▶ _Article_
* * * *
Empty Sky was the first John/Taupin album, released in 1969, but it was in the 1970’s that Elton John produced their first hit single, “Your Song”, which John had knocked off in fifteen minutes. Since then they have collaborated on 30 albums, making them one of the most successful songwriting duos in pop music.
With success came uncontrollable excess for John - tantrums, lavish spending and out-of-control drug binges. The drug addiction lasted for 15 years.

“The first line I snorted made me retch. I went out to the toilet and threw up, then immediately went back and asked for another line.”

At one time during this period his days were filled with snorting coke and watching porn. It was also the legendary time he called his office and asked some chap to do something about the weather: “It’s far too windy here, can you do something about it?”

A late bloomer when it came to sex, he had his first experience when he was 23 with John Reid, a Scotsman who became his financial adviser and who later turned out to be dodgy. John claims he missed out on catching HIV because he was more voyeur than participant when it came to orgies.
* * * *
Pointing dataset excerpts

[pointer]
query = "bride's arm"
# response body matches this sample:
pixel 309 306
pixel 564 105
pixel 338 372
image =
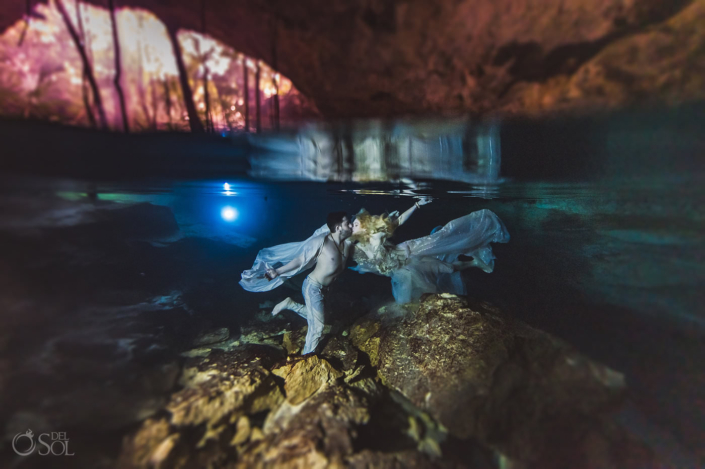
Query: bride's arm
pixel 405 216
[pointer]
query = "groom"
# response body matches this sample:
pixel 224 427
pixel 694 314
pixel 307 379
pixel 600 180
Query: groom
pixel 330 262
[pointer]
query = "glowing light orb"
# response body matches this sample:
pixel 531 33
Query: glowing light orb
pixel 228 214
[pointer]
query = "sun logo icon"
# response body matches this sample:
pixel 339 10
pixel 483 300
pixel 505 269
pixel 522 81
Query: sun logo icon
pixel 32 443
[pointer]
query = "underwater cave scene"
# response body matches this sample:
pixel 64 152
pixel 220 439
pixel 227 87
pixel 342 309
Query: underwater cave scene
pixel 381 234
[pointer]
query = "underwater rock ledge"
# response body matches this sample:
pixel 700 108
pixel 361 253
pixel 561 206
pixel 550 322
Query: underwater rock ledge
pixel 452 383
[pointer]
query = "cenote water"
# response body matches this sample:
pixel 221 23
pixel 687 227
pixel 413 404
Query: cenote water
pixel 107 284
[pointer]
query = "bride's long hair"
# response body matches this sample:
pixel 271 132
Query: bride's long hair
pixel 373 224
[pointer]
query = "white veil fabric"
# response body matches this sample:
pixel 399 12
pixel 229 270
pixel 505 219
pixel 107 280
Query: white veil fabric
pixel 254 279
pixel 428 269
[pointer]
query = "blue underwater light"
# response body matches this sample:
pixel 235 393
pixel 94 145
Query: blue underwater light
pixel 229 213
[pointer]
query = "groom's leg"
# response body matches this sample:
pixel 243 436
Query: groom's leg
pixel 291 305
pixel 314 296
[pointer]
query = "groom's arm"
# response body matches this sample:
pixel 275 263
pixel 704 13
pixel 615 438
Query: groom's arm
* * * *
▶ _Set tasks_
1 – Rewrite the paragraph of the Elton John piece that begins "Empty Sky was the first" more briefly, keeping its main facts.
2 – Transcribe the Elton John piece from "With success came" up to and including "came to orgies.".
3 – Go on with the piece about Elton John from the point where it stops.

▶ _Answers to the exercises_
1 – Empty Sky, the first John/Taupin album, came out in 1969. Their first hit single, "Your Song," which Elton John knocked off in fifteen minutes, came in the 1970s. They have since collaborated on 30 albums and are one of pop music's most successful songwriting duos.

2 –
With success came uncontrollable excess for John - tantrums, lavish spending and out-of-control drug binges. The drug addiction lasted for 15 years.

“The first line I snorted made me retch. I went out to the toilet and threw up, then immediately went back and asked for another line.”

At one time during this period his days were filled with snorting coke and watching porn. It was also the legendary time he called his office and asked some chap to do something about the weather: “It’s far too windy here, can you do something about it?”

A late bloomer when it came to sex, he had his first experience when he was 23 with John Reid, a Scotsman who became his financial adviser and who later turned out to be dodgy. John claims he missed out on catching HIV because he was more voyeur than participant when it came to orgies.

3 –
But it’s the gossip and dissing of fellow rock stars that provide the laughs - like when he asked Yoko Ono what happened to the herd of cattle she and John Lennon once bought - Yoko shrugged and said “Oh I got rid of them. All that mooing.” Or the time he and legendary drag queen Divine were refused entry to New York’s gay bar “Crisco Disco” because they were over dressed! Divine was in a caftan and John a flowered shirt.

He was “never great friends with David Bowie”, who called him “the token queen of rock and roll”, but he adored John Lennon and got on famously with him.

Early in his life he got engaged to Linda Woodrow, but called it off when he met a new boyfriend. Later he married German recording engineer Renate Blauel in Sydney in 1987. They were divorced a year later.

After a lifetime of disastrous relationships, he finally met and married (when it became legal in the UK) Canadian David Furnish. They had a stag party at a gay Soho club where Ian McKellen came in drag as Widow Twankey.

John’s mother was prone to constant mood swings, which came to a head when he married Furnish, and she viciously said, “you care more about that f**king thing you married than your own mother.” It was seven years before he spoke to her again.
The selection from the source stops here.